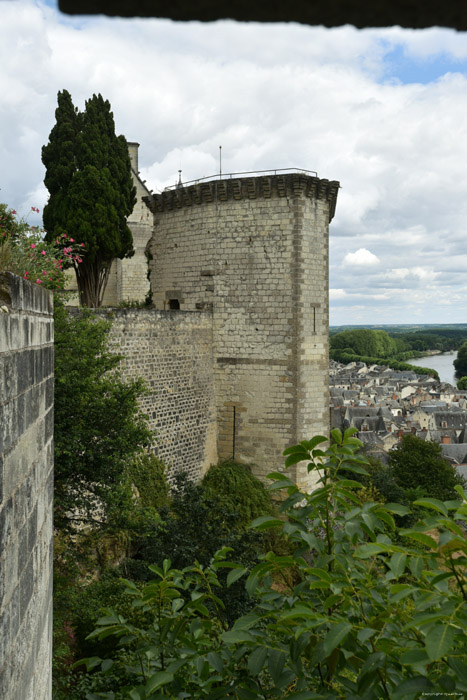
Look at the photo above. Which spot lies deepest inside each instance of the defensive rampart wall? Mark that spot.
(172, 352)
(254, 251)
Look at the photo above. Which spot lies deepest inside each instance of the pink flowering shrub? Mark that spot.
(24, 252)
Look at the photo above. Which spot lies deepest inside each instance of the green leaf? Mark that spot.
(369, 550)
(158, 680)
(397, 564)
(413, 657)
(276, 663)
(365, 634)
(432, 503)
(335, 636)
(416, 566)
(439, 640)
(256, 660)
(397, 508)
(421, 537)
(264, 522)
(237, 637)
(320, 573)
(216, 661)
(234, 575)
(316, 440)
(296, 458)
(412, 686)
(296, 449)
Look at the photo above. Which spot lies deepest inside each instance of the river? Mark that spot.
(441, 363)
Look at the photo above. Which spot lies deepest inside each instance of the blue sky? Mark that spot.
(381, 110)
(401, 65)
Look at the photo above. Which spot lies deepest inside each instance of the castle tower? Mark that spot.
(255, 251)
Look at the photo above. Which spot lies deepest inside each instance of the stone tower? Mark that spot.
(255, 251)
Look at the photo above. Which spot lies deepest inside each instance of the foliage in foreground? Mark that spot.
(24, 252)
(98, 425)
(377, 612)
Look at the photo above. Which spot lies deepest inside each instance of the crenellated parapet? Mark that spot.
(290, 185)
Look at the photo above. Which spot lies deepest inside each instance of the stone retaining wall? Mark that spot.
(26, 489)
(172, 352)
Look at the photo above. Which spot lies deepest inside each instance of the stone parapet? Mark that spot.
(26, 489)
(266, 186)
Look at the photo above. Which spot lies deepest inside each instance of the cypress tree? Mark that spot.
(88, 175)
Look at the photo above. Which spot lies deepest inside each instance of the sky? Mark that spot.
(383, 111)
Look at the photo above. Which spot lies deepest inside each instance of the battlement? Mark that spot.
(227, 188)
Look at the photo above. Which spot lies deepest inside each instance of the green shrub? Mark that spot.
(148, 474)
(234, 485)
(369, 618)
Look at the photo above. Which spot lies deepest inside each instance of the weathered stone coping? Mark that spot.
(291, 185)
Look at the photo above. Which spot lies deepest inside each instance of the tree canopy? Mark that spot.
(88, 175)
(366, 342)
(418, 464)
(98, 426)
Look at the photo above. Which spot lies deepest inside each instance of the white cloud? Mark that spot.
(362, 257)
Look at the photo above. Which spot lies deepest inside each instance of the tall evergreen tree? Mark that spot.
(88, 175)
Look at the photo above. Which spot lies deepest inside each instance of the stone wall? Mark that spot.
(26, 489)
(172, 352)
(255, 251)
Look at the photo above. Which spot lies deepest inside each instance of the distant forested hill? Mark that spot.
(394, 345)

══════

• **Task brief**
The data above should be restated exactly, with its images dropped.

• **Answer section**
Look at the photo above. Which spot lies deepest inside each instance of the defensive rampart wall? Mark that spot.
(172, 352)
(254, 251)
Look at the photo above. Which spot lies deepest inside each instance of the pink flowering shrub? Mark that spot.
(24, 252)
Look at the photo above. Which spot lies deepest inside each instance of the green leaf? Mark that spot.
(369, 550)
(158, 680)
(397, 564)
(413, 657)
(276, 663)
(365, 634)
(432, 503)
(335, 636)
(416, 566)
(439, 640)
(256, 660)
(397, 508)
(421, 537)
(264, 522)
(237, 637)
(320, 573)
(216, 661)
(234, 575)
(316, 440)
(296, 458)
(412, 686)
(296, 449)
Look at the photo above. Which spot lies deepest inside each instance of the river? Mark that spot.
(441, 363)
Look at the photo above. Which spot lies deepest inside each instance of the blue sky? Mark that spot.
(381, 110)
(401, 65)
Look at the photo above. Which spot lies deepest inside each instance of the castle tower? Mark that spot.
(255, 251)
Look at the photo above. Which spot lies deepest inside each instance of the stone tower? Mark that spot.
(255, 251)
Look at the photo above. Which spot lies deepest inside each instance of the foliage in foreground? Mark that spot.
(24, 252)
(98, 425)
(377, 612)
Look at the photo above. Which spot lies deepest inside each instance of the crenellated parapet? Mark that spot.
(290, 185)
Look at the photo above. Which spot lies deepest inside each instance of the stone retaining wall? Mark that spot.
(26, 489)
(172, 352)
Look at the photo above. Which spot lies deepest inside each instance of the stone parapet? Mark that spot.
(26, 489)
(266, 186)
Look at the photo above. Which spot lies deepest inside each instance of the cypress tree? Mark that spot.
(88, 175)
Look at the photo above. Which spot lies deepest inside each instance of the sky? Mark that spot.
(383, 111)
Look at the photo above. Which spot lies deepest inside each instance of the battlement? Mark that spot.
(227, 188)
Look at the photo above. Which spot lies deepest inside each instance of the green shrub? Mark that spot.
(148, 474)
(234, 485)
(369, 618)
Look at the photo above. Which spot lies deepest inside each instance of the weathered stone coping? Mark that spot.
(291, 185)
Look at the photo above. Which spot lies deepest inside each instance of the tree canopy? Mark that spot.
(88, 175)
(366, 342)
(418, 464)
(98, 426)
Look at the photo above. Which spot lies deepest inside each instance of the white cloud? Mark that spot.
(362, 257)
Look at the photo above. Which spot lies deepest inside each instance of the tall evergreen tree? Mark that spot.
(88, 175)
Look at the photo above. Which spot lies deepest inside each instance of the stone wall? Mark that spot.
(26, 489)
(172, 352)
(255, 251)
Look at the photo above. Which spot lies deepest inside each instance of the distant forested hill? Mark that spot.
(394, 345)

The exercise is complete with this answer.